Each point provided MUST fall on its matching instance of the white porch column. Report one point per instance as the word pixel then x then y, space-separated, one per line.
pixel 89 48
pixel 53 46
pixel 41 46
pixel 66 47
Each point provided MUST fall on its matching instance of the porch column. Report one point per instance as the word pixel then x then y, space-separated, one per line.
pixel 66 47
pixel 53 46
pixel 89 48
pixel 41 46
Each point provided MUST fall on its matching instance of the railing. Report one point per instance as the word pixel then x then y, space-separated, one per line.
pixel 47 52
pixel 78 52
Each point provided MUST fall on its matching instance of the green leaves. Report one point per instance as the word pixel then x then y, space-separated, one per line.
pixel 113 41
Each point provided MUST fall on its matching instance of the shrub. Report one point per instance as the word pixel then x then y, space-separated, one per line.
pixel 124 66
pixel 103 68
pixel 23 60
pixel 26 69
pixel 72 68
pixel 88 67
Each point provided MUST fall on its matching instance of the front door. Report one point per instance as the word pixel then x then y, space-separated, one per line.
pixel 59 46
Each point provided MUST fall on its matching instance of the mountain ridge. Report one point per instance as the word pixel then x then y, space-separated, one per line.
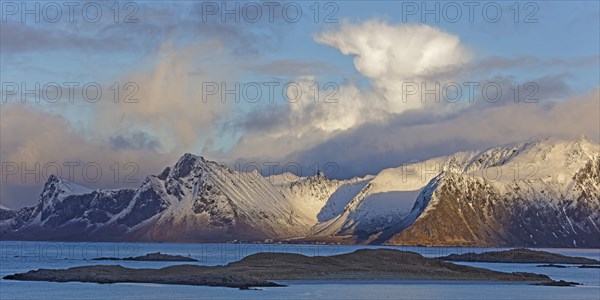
pixel 486 198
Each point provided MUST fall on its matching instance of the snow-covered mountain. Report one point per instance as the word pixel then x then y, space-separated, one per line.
pixel 544 192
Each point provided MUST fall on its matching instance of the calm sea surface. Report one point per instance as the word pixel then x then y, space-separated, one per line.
pixel 17 257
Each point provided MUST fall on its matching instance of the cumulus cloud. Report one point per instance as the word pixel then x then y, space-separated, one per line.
pixel 36 142
pixel 386 54
pixel 392 54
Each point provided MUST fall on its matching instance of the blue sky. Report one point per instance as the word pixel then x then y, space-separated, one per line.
pixel 170 52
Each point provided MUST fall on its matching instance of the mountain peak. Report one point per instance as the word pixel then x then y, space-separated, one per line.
pixel 187 163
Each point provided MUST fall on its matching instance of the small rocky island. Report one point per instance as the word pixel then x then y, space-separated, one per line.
pixel 157 256
pixel 519 256
pixel 258 270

————

Hand back all the entries exactly, leaving out the pictures.

*Solution:*
Each point provided MUST fall on its matching instance of the white porch column. Report one point per instance as the word pixel then x then y, space-separated, one per line.
pixel 89 48
pixel 53 46
pixel 41 46
pixel 66 47
Each point provided MUST fall on its matching instance of the porch column. Report one point per instance as the word pixel then x then y, space-separated, one per line.
pixel 66 47
pixel 53 46
pixel 89 48
pixel 41 46
Each point provided MUST fall on its matching instance of the railing. Report one point per instance as the word pixel then x then y, space-separated, one per line.
pixel 47 52
pixel 78 52
Each point provided MUST fall on its matching instance of the green leaves. Report one point per instance as the word pixel then x then y, space-separated, one per line.
pixel 113 41
Each point provided MUST fall on its matching instance of the shrub. Report one point per instance as the word pixel then x then y, space-separated, one per line.
pixel 124 66
pixel 103 68
pixel 23 60
pixel 26 69
pixel 72 68
pixel 88 67
Each point provided MUST fall on its matching instance of the front door. Report one point per instance as the word pixel then x then y, space-separated, one per line.
pixel 59 46
Each point provided MUST fall on its matching instance of the mountain ridge. Report one point per instance as the word pixel then x then y, space-separated, one per line.
pixel 486 198
Each point provided MUST fall on its matching instance of the snow-covered mountain. Report one point per instance as the word pixel then x then y, space-separated, one per line.
pixel 544 192
Each point provided MUST fall on its matching instance of the calm sea surface. Report one point per instance as the word pixel then x then y, space-separated, one per line.
pixel 17 257
Each point provided MUST fall on its matching instance of the cumulus cloud. Report one point per instance as the word pixel then x then y, space-separated, one per line.
pixel 36 142
pixel 386 54
pixel 392 54
Each point provided MUST fall on its matching instance of the blue sky. Report one point per instance as the word pixel then x then y, space-separated, one per line.
pixel 170 52
Each point provided MUST fall on its matching instance of the mountain peak. Report one point per instance as the word pixel then x then y, space-separated, one per line.
pixel 187 163
Each point provided MUST fall on its matching instance of the small rocky island. Report one point per instance as the word pixel then x then y, space-separated, one per line.
pixel 157 256
pixel 519 256
pixel 258 270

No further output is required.